Request 1: For each statement, (a) through (c), decide whether the 2017 ASEAN Summits text below agrees, and answer yes or no with the deciding words quoted exactly. (a) The 2017 summits marked the third and fourth time the ASEAN Summit was held in the Philippines. (b) 40,000 police officers were deployed for the 30th summit. (c) ASEAN leaders released their statement on the Korean peninsula on 29 April 2017.
Request 2: Using the 2017 ASEAN Summits text below, list every kind of security resource deployed for the 30th summit, with its number.
Request 3: Turn the paragraph of the 2017 ASEAN Summits text that begins "ASEAN leaders released a statement" into a short bulleted list, keeping its main facts.

Source extract:
--- --- ---

- Host country: Philippines
- Date: 28–29 April 2017
- Cities: Manila, Pasay
- Venues: Cultural Center of the Philippines Complex
- Participants: ASEAN members Guest invitees (see below)
- Chair: President Rodrigo Duterte
- Follows: 2016 ASEAN Summit
- Precedes: 2018 ASEAN Summit

= 2017 ASEAN Summits =

ASEAN diplomatic conference in the Philippines

The 2017 ASEAN Summits or the 30th and 31st ASEAN Summits were diplomatic conferences centering on the Association of Southeast Asian Nations (ASEAN) which were held in the Philippines from 28 to 29 April and 10–14 November 2017. This marks the third and fourth time the ASEAN Summit was held in the Philippines.

== Preparations ==
The Committee for Security, Peace and Order and Emergency Preparedness and Response was organized to ensure security during the ASEAN Summit. For the 30th summit, 40,000 soldiers, 240 motorcycles, 120 patrol cars, as well as 45 air and naval assets were deployed.

== 30th ASEAN Summit ==
ASEAN leaders released a statement on 28 April 2017 expressing "grave concern" over tensions in the Korean peninsula arising from North Korea's testing of nuclear weapons on January and September 2016 as well as ballistic missile tests conducted within the month and urged North Korea to fully comply with UN Security Council resolutions and the international law. They also urged for self-restraint for all parties concern.

--- --- ---

Raw records:

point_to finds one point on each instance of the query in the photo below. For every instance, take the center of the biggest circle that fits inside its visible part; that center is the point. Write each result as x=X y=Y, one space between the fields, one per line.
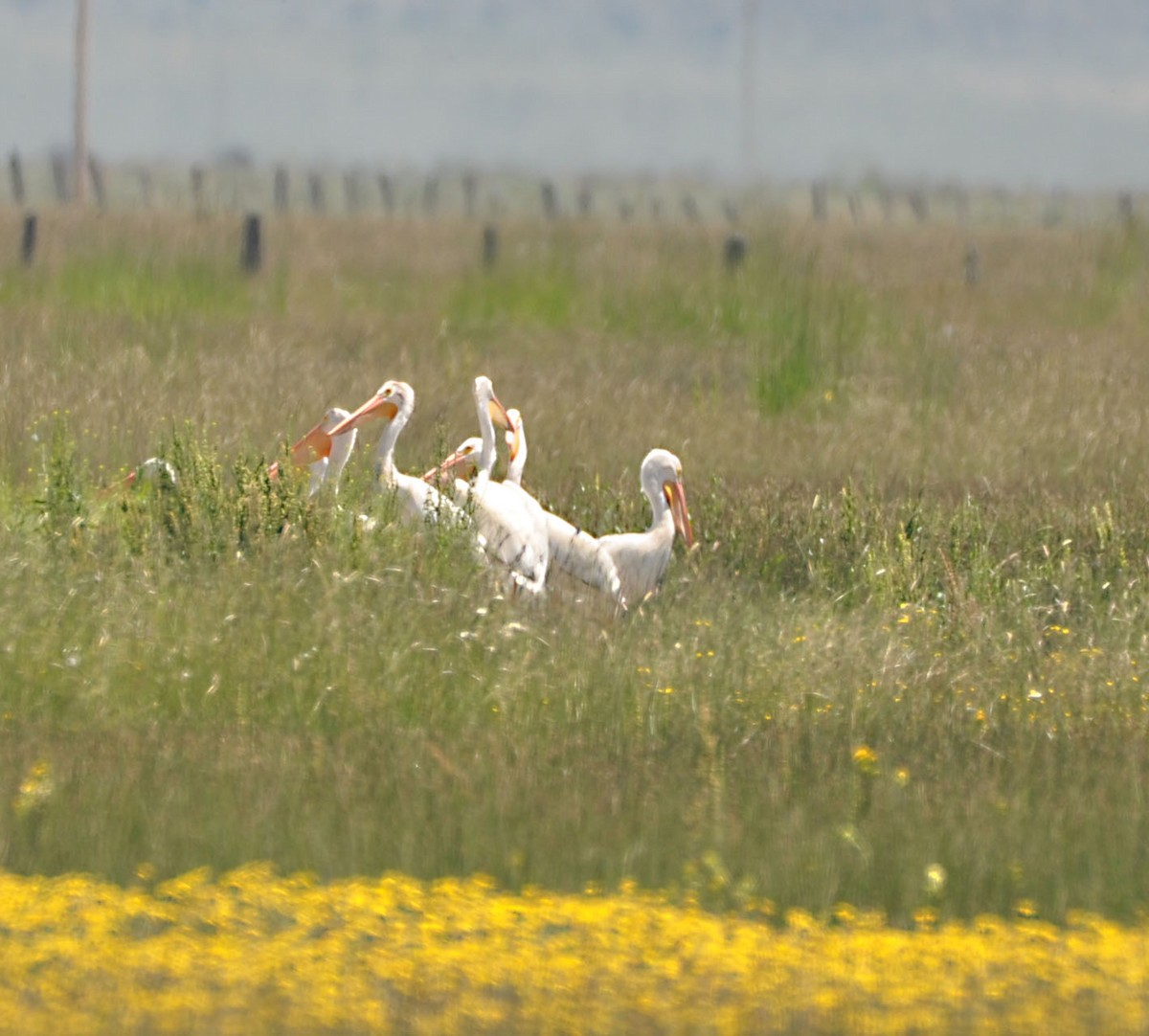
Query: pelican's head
x=514 y=435
x=662 y=472
x=463 y=461
x=485 y=395
x=392 y=398
x=155 y=472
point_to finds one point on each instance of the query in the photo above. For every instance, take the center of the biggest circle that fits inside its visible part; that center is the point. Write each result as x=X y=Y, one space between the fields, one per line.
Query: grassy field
x=900 y=671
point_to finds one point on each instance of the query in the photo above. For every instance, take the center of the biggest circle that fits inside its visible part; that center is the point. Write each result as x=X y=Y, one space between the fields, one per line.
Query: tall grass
x=909 y=643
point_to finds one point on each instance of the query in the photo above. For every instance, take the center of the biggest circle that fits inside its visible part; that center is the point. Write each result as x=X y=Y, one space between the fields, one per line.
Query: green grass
x=912 y=633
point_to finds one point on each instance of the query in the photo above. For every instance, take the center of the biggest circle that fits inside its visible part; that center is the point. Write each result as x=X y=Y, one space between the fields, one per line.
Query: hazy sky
x=1014 y=92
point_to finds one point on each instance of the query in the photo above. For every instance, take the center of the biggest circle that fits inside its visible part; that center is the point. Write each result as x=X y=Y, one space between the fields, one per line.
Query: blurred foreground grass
x=256 y=953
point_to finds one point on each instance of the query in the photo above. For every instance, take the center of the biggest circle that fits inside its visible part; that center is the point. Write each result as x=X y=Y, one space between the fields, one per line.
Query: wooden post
x=350 y=189
x=431 y=195
x=60 y=177
x=17 y=178
x=386 y=193
x=550 y=200
x=251 y=257
x=972 y=265
x=79 y=159
x=97 y=172
x=470 y=193
x=734 y=252
x=489 y=245
x=315 y=191
x=819 y=200
x=198 y=190
x=28 y=242
x=1125 y=207
x=281 y=190
x=146 y=191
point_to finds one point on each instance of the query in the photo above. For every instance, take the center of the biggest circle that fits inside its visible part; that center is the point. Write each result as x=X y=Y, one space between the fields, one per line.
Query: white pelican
x=394 y=402
x=642 y=558
x=323 y=453
x=573 y=551
x=511 y=523
x=154 y=471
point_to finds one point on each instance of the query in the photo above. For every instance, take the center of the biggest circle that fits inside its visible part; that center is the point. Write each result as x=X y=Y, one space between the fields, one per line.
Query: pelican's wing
x=580 y=554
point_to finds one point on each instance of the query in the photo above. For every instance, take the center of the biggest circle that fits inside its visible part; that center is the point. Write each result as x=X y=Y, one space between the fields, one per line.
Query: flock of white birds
x=511 y=529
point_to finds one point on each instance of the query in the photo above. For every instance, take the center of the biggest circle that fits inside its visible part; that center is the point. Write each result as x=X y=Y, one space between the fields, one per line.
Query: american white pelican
x=511 y=523
x=394 y=402
x=323 y=453
x=573 y=551
x=154 y=471
x=642 y=558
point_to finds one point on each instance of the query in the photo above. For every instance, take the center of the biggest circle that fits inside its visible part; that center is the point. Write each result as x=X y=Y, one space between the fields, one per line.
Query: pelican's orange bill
x=463 y=455
x=676 y=496
x=314 y=446
x=499 y=414
x=374 y=407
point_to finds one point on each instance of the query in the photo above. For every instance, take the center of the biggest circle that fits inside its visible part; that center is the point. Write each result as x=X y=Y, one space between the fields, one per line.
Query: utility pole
x=750 y=116
x=79 y=160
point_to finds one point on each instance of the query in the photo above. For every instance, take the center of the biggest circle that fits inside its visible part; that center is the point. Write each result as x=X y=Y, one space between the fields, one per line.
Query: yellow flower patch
x=258 y=953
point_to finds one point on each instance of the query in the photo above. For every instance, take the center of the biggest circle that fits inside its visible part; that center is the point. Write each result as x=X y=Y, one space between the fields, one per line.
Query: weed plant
x=901 y=669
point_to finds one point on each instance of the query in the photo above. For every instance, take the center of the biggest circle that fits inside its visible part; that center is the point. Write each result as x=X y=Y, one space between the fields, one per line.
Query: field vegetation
x=900 y=671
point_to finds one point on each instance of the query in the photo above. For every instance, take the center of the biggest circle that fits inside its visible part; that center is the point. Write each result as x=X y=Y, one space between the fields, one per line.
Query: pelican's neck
x=340 y=450
x=385 y=455
x=487 y=453
x=515 y=467
x=660 y=510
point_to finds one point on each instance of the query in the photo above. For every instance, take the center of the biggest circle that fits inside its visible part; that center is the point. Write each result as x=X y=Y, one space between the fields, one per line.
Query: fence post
x=585 y=200
x=1125 y=207
x=734 y=252
x=281 y=190
x=550 y=200
x=386 y=194
x=489 y=245
x=198 y=190
x=28 y=241
x=819 y=200
x=431 y=195
x=97 y=172
x=17 y=178
x=972 y=265
x=350 y=190
x=470 y=193
x=60 y=176
x=315 y=191
x=251 y=257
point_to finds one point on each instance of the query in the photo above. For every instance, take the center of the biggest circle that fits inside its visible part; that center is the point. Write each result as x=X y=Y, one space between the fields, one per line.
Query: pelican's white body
x=642 y=558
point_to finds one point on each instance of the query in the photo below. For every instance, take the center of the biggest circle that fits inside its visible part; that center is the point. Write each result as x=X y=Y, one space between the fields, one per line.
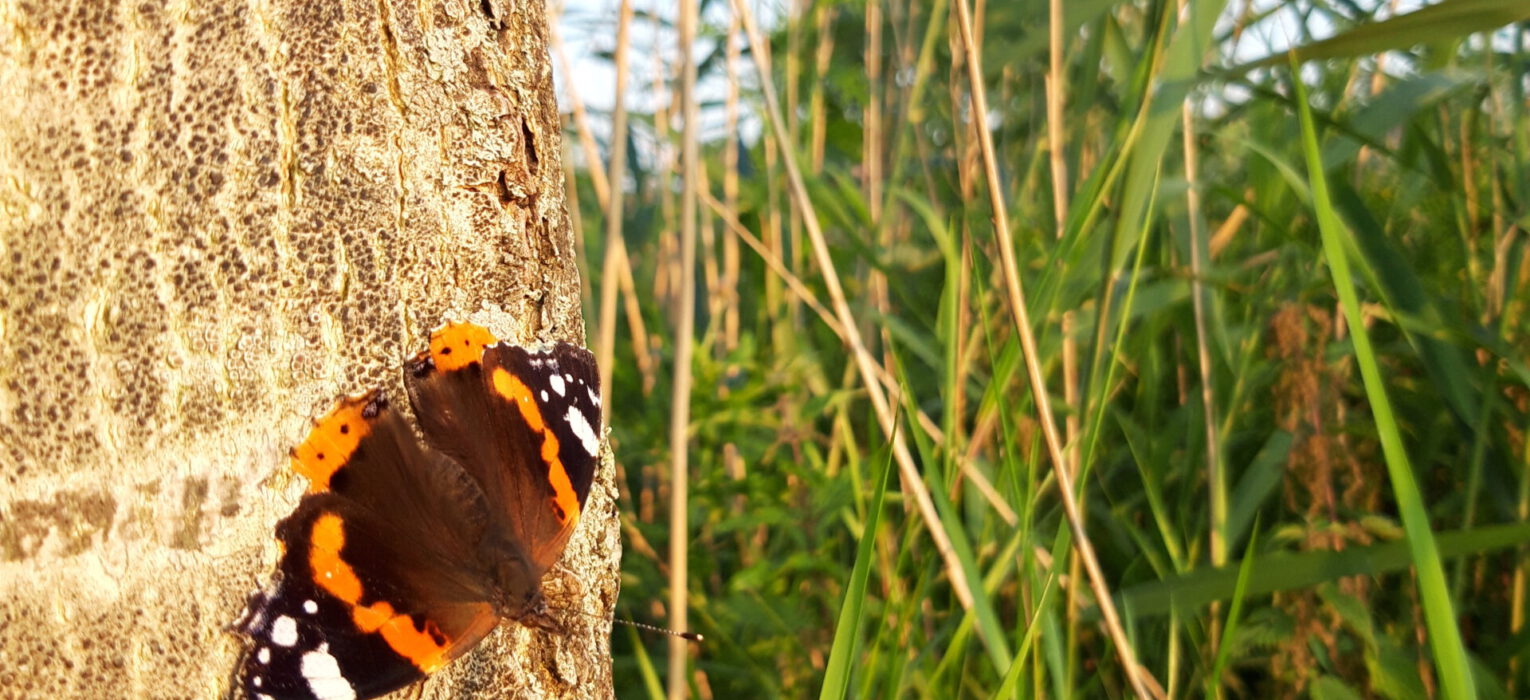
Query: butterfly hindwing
x=338 y=622
x=378 y=581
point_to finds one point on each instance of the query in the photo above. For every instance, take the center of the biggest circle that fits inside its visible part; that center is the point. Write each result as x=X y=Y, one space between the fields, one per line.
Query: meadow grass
x=1146 y=359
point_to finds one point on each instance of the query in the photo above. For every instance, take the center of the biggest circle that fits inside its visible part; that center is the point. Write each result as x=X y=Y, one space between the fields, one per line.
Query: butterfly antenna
x=640 y=625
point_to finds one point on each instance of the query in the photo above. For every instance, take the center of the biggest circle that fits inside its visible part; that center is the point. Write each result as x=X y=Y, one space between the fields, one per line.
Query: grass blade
x=1445 y=638
x=846 y=631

--- --- ---

Correct answer 1:
(a) Yes: "This marks the third and fourth time the ASEAN Summit was held in the Philippines."
(b) No: "40,000 soldiers"
(c) No: "ASEAN leaders released a statement on 28 April 2017"

Correct answer 2:
- 40,000 soldiers
- 240 motorcycles
- 120 patrol cars
- 45 air and naval assets

Correct answer 3:
- On 28 April 2017, ASEAN leaders expressed "grave concern" over tensions in the Korean peninsula.
- The tensions arose from North Korea's nuclear weapons tests in January and September 2016 and from ballistic missile tests conducted within the month.
- The leaders urged North Korea to fully comply with UN Security Council resolutions and international law.
- They urged all parties concerned to exercise self-restraint.